[DATASET EXCERPTS Boundary: Start]
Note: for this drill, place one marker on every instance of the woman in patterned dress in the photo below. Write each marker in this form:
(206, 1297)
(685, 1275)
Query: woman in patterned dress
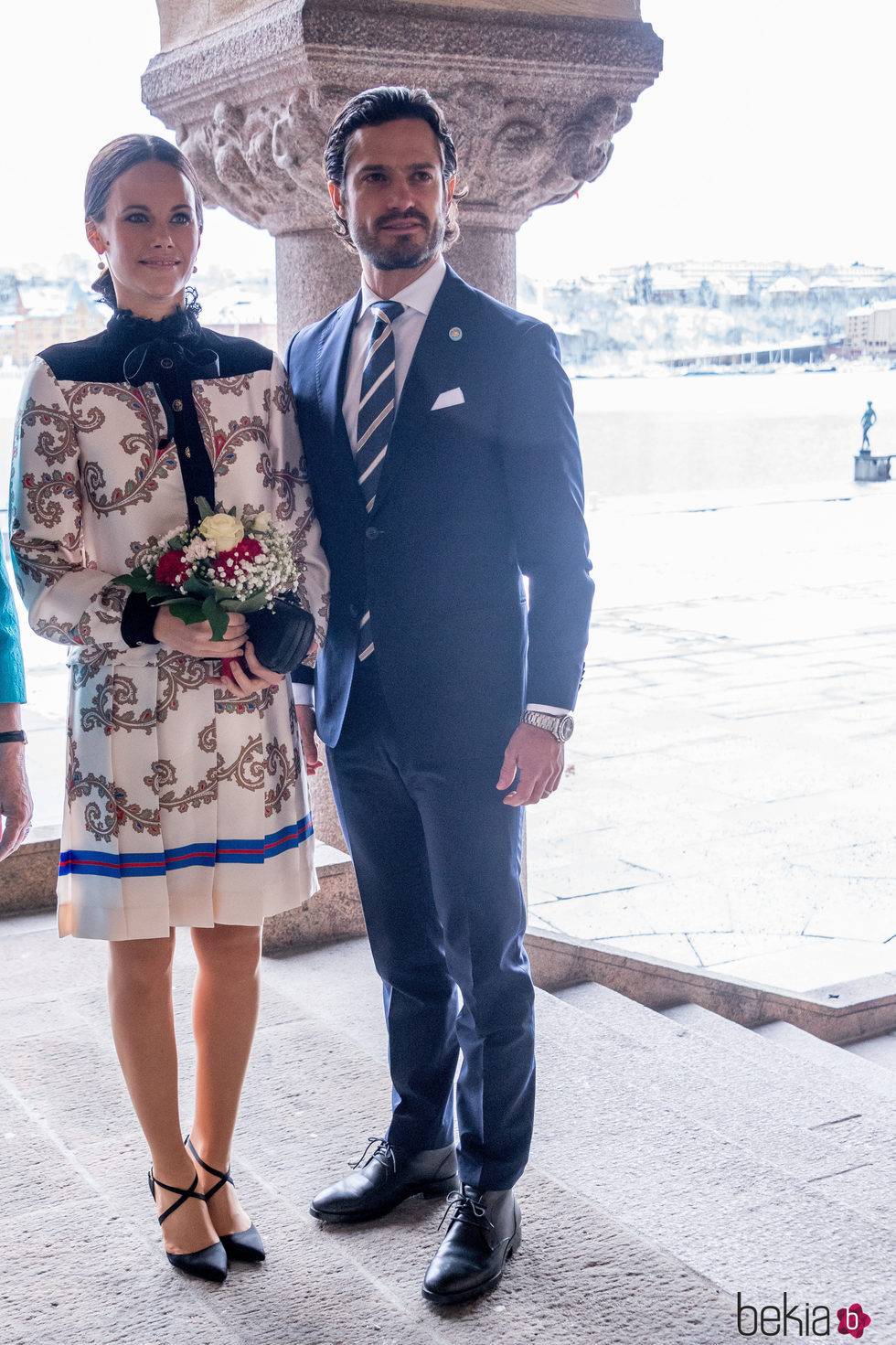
(186, 795)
[DATASET EXCERPTS Boundary: End]
■ YOUR INSTRUCTIONS
Nothing but the lines from the line containing "(206, 1297)" through the last line of the records above is to be extracted, exactly and with no pictures.

■ RESPONSE TO THE EXERCISE
(206, 1297)
(685, 1275)
Query: woman in patterned dress
(186, 795)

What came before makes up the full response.